WHAT IS EXPECTED: From the listing below, pick out and copy every line that contains the word "bench".

[START OF INPUT RECORDS]

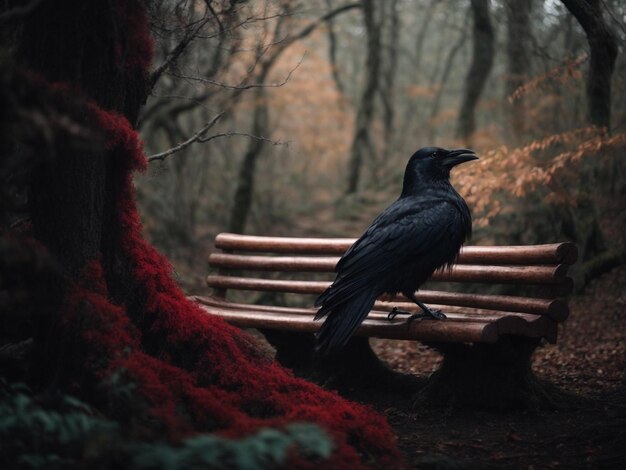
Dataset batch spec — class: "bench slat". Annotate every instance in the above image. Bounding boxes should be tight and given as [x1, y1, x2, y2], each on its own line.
[207, 276, 569, 321]
[209, 253, 569, 284]
[196, 298, 557, 343]
[215, 233, 578, 264]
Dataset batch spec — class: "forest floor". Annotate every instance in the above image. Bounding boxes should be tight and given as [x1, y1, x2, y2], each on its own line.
[338, 266, 626, 469]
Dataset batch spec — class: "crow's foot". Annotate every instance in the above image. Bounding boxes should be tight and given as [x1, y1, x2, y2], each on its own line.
[387, 307, 413, 321]
[387, 307, 447, 325]
[406, 308, 448, 330]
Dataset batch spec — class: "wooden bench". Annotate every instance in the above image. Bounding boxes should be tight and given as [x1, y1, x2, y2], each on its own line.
[195, 233, 577, 408]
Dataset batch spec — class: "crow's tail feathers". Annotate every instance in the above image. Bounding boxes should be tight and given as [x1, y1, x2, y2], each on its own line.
[315, 292, 376, 355]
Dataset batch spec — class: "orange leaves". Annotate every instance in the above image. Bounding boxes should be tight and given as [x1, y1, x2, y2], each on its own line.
[455, 127, 626, 226]
[508, 53, 589, 103]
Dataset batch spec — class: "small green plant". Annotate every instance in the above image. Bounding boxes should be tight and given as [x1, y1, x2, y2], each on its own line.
[0, 379, 333, 470]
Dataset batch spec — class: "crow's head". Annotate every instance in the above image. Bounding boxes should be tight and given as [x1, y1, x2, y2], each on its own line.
[402, 147, 478, 194]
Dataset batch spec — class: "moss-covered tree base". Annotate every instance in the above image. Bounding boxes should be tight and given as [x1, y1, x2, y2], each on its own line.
[263, 330, 424, 394]
[415, 336, 580, 410]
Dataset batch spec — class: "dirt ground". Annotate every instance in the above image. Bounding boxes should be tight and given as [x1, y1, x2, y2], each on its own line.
[352, 266, 626, 469]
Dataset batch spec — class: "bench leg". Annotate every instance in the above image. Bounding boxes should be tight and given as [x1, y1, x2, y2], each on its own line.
[415, 336, 576, 410]
[261, 330, 424, 394]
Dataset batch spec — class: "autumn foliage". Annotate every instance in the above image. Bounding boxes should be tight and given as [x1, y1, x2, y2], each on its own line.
[3, 1, 401, 469]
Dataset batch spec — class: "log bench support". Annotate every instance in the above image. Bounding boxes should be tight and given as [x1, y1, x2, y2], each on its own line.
[195, 234, 577, 409]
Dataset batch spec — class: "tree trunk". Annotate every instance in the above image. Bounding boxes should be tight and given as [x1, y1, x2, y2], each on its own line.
[0, 0, 400, 468]
[457, 0, 494, 146]
[563, 0, 617, 132]
[228, 87, 269, 233]
[346, 0, 382, 194]
[18, 0, 150, 301]
[505, 0, 532, 145]
[415, 336, 580, 411]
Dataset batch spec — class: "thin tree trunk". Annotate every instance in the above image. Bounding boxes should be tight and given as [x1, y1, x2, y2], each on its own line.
[505, 0, 532, 144]
[326, 0, 345, 97]
[346, 0, 381, 194]
[457, 0, 494, 145]
[562, 0, 617, 131]
[428, 29, 467, 144]
[228, 87, 269, 233]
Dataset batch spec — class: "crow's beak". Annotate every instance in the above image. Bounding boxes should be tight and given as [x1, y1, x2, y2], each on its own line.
[441, 149, 478, 168]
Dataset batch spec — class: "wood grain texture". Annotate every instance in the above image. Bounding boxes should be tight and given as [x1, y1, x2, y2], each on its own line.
[207, 276, 569, 322]
[194, 297, 557, 343]
[209, 253, 569, 284]
[215, 233, 578, 264]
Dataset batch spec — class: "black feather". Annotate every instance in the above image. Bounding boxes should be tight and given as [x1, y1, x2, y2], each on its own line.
[315, 147, 477, 353]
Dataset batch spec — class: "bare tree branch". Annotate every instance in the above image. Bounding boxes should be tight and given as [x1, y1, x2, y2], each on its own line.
[148, 112, 224, 162]
[148, 112, 289, 162]
[150, 11, 211, 88]
[167, 53, 306, 90]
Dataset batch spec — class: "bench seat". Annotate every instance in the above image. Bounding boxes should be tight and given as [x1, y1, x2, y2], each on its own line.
[194, 233, 577, 343]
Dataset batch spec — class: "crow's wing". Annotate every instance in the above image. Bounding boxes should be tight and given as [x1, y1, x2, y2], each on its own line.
[315, 198, 461, 312]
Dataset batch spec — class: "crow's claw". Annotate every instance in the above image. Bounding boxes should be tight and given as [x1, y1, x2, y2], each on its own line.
[387, 307, 399, 321]
[387, 307, 412, 321]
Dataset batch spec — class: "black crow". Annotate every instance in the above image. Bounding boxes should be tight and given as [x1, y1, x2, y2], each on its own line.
[315, 147, 478, 354]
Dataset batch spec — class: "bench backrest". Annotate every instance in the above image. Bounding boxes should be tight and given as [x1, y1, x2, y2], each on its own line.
[207, 233, 578, 322]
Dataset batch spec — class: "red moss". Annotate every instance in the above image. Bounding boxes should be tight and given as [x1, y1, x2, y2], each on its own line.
[36, 2, 400, 469]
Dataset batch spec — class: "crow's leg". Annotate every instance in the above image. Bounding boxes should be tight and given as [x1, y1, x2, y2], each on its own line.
[387, 307, 413, 320]
[404, 292, 447, 322]
[387, 293, 447, 325]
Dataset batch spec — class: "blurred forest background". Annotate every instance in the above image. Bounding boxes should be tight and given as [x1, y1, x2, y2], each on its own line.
[137, 0, 626, 292]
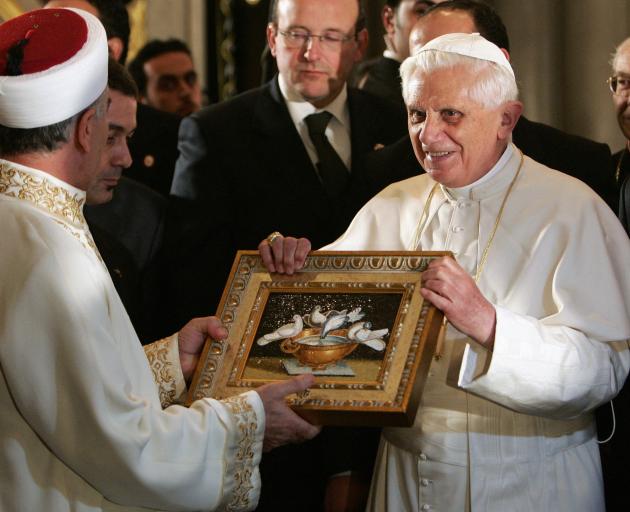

[END OF INPUT RECORDS]

SOLUTION TO THIS TASK:
Dataset batch spec — class: "bench slat". Annotate every instance in the above image. Bounding boxes should be tight and given as [x1, y1, x2, y2], each on its own line.
Dataset batch spec — class: "wooden bench". Annotate every instance in the above image. Bounding boxes should be tight and given as [x1, y1, x2, y2], each on its own line.
Dataset batch spec — class: "bench leg". Annotate every instance in the above image. Bounding boxes should be tight and given as [x1, y1, x2, y2], each on its own line.
Dataset batch spec — class: "log bench support". Annotate every instance in the above image. Bounding boxes should be tight and given as [x1, y1, x2, y2], each on its own line.
Dataset batch spec — class: "bench seat". Annotate every instance in the above image. Bounding boxes should be tight and given as [x1, y1, x2, y2], each on its own line.
Dataset batch spec — class: "bench backrest". Annotate every instance in the above image. Bounding boxes should be tight and given as [x1, y1, x2, y2], each on its own line.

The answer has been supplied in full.